**STATED EXERCISE**: Can you revise the part of the records that opens with the line containing "of the sunlit" and closes with the line containing "column 10, row 182", swapping "sunlit palm frond" for "green palm frond" and leaving every other word as it is?

**SUPPLIED MATERIAL**:
____
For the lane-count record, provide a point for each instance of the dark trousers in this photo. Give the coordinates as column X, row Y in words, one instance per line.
____
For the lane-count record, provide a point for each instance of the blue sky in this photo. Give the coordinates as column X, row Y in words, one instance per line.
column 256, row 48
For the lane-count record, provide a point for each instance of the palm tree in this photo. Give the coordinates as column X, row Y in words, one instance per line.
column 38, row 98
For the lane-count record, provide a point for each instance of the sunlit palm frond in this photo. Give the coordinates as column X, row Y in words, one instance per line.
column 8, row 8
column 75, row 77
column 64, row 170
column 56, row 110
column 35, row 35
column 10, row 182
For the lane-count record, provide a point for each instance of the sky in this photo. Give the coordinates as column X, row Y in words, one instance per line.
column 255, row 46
____
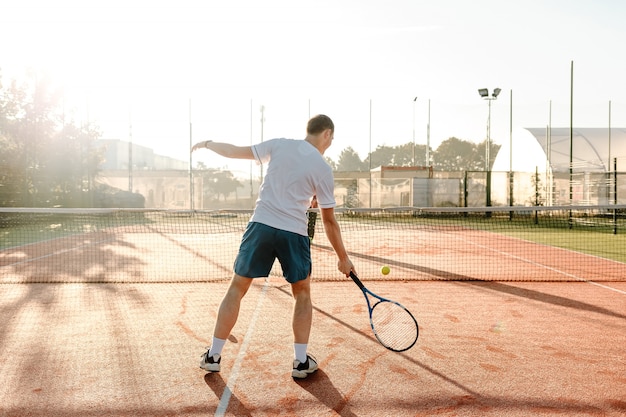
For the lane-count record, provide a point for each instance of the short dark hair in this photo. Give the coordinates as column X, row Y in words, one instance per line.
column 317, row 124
____
**WRITTEN REPLY**:
For the lane-count record, provide a point for each instance of the green palm frond in this photo. Give the coordinates as column X, row Y in words, one instance per line.
column 8, row 8
column 75, row 77
column 64, row 170
column 56, row 110
column 35, row 35
column 10, row 182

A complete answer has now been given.